• _Required work_
Rewrite the items below, swapping every "tuk-tuk" for "auto rickshaw" and leaving everything else unchanged.

[Box-labeled dataset extracts]
---

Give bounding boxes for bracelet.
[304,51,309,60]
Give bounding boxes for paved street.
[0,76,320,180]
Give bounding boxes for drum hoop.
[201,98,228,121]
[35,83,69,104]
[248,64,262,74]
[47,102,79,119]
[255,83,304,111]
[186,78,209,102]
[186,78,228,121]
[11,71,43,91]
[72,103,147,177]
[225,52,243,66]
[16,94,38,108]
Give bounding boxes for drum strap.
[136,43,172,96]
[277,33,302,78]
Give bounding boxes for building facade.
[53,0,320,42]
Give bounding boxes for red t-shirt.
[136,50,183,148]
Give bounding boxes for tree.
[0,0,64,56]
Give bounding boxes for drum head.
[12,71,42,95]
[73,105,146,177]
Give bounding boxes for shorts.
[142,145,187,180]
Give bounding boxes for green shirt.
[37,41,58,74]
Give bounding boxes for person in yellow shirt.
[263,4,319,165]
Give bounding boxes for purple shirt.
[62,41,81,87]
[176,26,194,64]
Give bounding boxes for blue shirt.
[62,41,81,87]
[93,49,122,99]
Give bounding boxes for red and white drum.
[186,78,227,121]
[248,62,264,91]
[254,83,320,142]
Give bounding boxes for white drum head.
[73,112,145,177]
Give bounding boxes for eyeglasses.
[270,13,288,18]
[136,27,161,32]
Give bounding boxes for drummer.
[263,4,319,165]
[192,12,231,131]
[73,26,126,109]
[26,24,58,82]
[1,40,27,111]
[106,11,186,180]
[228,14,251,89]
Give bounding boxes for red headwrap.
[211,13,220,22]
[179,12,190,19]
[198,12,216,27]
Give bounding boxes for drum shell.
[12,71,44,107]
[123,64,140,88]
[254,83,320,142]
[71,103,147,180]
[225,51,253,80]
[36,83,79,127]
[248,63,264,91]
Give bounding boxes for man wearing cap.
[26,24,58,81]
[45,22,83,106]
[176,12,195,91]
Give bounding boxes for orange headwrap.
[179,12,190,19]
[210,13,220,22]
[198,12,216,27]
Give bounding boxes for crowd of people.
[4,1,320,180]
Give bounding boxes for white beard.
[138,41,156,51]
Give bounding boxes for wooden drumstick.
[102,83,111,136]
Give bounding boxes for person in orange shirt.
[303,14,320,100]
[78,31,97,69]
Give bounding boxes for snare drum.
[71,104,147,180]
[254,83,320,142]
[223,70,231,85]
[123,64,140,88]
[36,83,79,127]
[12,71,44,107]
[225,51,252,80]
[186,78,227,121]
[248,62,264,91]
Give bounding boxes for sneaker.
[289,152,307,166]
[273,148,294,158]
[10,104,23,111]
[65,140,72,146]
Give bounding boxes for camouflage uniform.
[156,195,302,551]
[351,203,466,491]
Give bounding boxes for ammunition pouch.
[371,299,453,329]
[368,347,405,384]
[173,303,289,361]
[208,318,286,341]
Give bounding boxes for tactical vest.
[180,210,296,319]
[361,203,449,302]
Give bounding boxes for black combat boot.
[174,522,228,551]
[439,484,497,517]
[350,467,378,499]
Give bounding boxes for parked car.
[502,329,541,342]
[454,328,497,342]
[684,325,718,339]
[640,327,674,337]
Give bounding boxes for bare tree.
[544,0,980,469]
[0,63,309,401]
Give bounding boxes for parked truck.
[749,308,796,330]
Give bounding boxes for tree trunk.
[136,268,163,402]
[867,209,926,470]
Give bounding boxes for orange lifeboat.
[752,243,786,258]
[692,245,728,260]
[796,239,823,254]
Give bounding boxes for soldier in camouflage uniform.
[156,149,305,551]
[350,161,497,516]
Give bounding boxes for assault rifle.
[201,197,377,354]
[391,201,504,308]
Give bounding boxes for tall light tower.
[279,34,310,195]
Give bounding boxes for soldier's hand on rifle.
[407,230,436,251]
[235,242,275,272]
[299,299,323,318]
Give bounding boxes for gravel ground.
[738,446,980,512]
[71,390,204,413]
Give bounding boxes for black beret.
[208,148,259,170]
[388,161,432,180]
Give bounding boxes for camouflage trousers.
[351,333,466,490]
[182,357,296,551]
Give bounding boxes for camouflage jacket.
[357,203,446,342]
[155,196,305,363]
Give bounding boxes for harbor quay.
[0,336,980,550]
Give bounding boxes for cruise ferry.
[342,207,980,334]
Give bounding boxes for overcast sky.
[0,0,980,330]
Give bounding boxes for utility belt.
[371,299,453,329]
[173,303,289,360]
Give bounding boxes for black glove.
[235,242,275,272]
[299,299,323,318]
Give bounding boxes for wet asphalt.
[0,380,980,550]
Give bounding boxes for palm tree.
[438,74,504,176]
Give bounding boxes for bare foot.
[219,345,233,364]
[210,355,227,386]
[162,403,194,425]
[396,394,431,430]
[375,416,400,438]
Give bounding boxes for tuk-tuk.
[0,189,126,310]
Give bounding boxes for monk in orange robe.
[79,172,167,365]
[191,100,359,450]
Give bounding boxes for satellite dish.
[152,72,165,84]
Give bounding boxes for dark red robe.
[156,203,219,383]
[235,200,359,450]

---

• _Finished exercise_
Give bounding boxes for bracelet.
[304,51,309,60]
Give bounding boxes for paved street.
[0,76,320,180]
Give bounding boxes for drum hoop.
[201,98,228,121]
[35,83,69,104]
[248,64,262,74]
[47,102,79,119]
[255,83,304,111]
[186,78,209,102]
[186,78,228,121]
[11,71,43,91]
[72,103,147,177]
[225,52,243,66]
[16,94,38,108]
Give bounding boxes for drum strap.
[136,43,172,96]
[277,33,302,78]
Give bounding boxes for building facade.
[53,0,320,42]
Give bounding boxes for red t-shirt.
[136,50,183,148]
Give bounding boxes for tree.
[0,0,64,56]
Give bounding boxes for drum head.
[12,71,42,95]
[73,105,146,177]
Give bounding boxes for shorts.
[142,145,187,180]
Give bounding boxes for green shirt.
[37,41,58,74]
Give bounding boxes for person in yellow shirt.
[263,4,319,165]
Give bounding boxes for purple shirt.
[62,41,81,87]
[176,26,194,64]
Give bounding boxes for blue shirt.
[62,41,81,87]
[93,49,122,99]
Give bounding boxes for red and white drum.
[186,78,227,121]
[248,62,264,91]
[254,83,320,142]
Give bounding boxes for white drum head.
[73,112,145,177]
Give bounding boxes for eyeglasses.
[270,13,288,18]
[136,27,161,32]
Give bounding boxes for drummer.
[263,4,319,165]
[192,12,231,131]
[73,26,126,109]
[26,24,58,82]
[1,40,27,111]
[106,11,186,180]
[228,14,251,89]
Give bounding boxes for red headwrap.
[211,13,220,22]
[179,12,190,19]
[198,12,216,27]
Give bounding boxes for drum shell.
[12,71,44,107]
[123,64,140,88]
[254,83,320,142]
[71,103,147,180]
[225,51,253,80]
[36,83,79,127]
[248,63,264,91]
Give bounding boxes for man wearing cap.
[26,24,58,81]
[45,22,83,106]
[176,12,195,91]
Give bounding boxes for orange headwrap.
[179,12,190,19]
[210,13,220,22]
[198,12,216,27]
Give bounding boxes for crowd of people.
[4,1,320,180]
Give bounding boxes for white beard.
[138,41,156,51]
Give bounding boxes for wooden drumstick.
[102,83,111,136]
Give bounding boxes for person in orange shirt.
[303,14,320,100]
[78,31,97,69]
Give bounding boxes for snare drum.
[71,104,147,180]
[254,83,320,142]
[223,70,231,85]
[123,64,140,88]
[36,83,79,127]
[12,71,44,107]
[225,51,252,80]
[186,78,227,121]
[248,62,264,91]
Give bounding boxes for sneaker.
[289,152,307,166]
[273,148,294,158]
[10,104,23,111]
[65,140,72,146]
Give bounding boxes for camouflage uniform.
[156,195,302,551]
[351,203,466,491]
Give bounding boxes for ammunition pouch.
[371,299,453,329]
[368,347,405,384]
[173,303,289,361]
[208,318,286,341]
Give bounding boxes for tactical vest.
[180,210,296,319]
[361,203,449,302]
Give bounding boxes for black combat boot.
[174,522,228,551]
[439,484,497,517]
[350,467,378,499]
Give bounding boxes for parked car.
[502,329,541,342]
[454,328,497,342]
[684,325,718,339]
[640,327,674,337]
Give bounding boxes for bare tree.
[544,0,980,469]
[0,63,309,401]
Give bounding boxes for parked truck.
[749,308,796,330]
Give bounding boxes for tree trunk.
[136,268,163,402]
[867,209,926,470]
Give bounding boxes for orange lifeboat.
[752,243,786,258]
[692,245,728,260]
[796,239,823,254]
Give bounding boxes for soldier in camouflage uniform.
[156,149,305,551]
[350,161,497,516]
Give bounding boxes for assault rifle.
[201,197,377,354]
[391,201,504,308]
Give bounding boxes for tall light tower.
[279,34,310,195]
Give bounding boxes for soldier's hand on rifle.
[407,230,436,251]
[235,242,275,272]
[299,299,323,318]
Give bounding boxes for gravel ground.
[738,446,980,512]
[71,390,204,413]
Give bounding boxes for black beret.
[208,148,259,170]
[388,161,432,180]
Give bounding boxes for camouflage trousers.
[351,333,466,490]
[182,357,296,551]
Give bounding boxes for camouflage jacket.
[357,203,446,342]
[155,196,305,363]
Give bounding boxes for harbor quay.
[0,336,980,550]
Give bounding boxes for cruise ferry.
[342,207,980,334]
Give bounding boxes for overcast sky.
[0,0,980,330]
Give bounding boxes for utility belt.
[371,299,453,329]
[173,303,289,360]
Give bounding boxes for black glove.
[235,242,275,272]
[299,299,323,318]
Give bounding boxes for wet asphalt.
[0,380,980,550]
Give bounding boxes for palm tree.
[438,74,504,176]
Give bounding boxes for bare foot.
[219,345,233,364]
[210,355,227,386]
[162,403,194,425]
[396,394,431,430]
[375,416,400,438]
Give bounding boxes for auto rickshaw.
[0,189,126,310]
Give bounding boxes for monk in orange robe.
[79,172,167,365]
[191,100,359,450]
Give bounding boxes for satellite dish.
[152,72,165,84]
Give bounding boxes for dark red robe.
[156,203,219,383]
[235,200,359,450]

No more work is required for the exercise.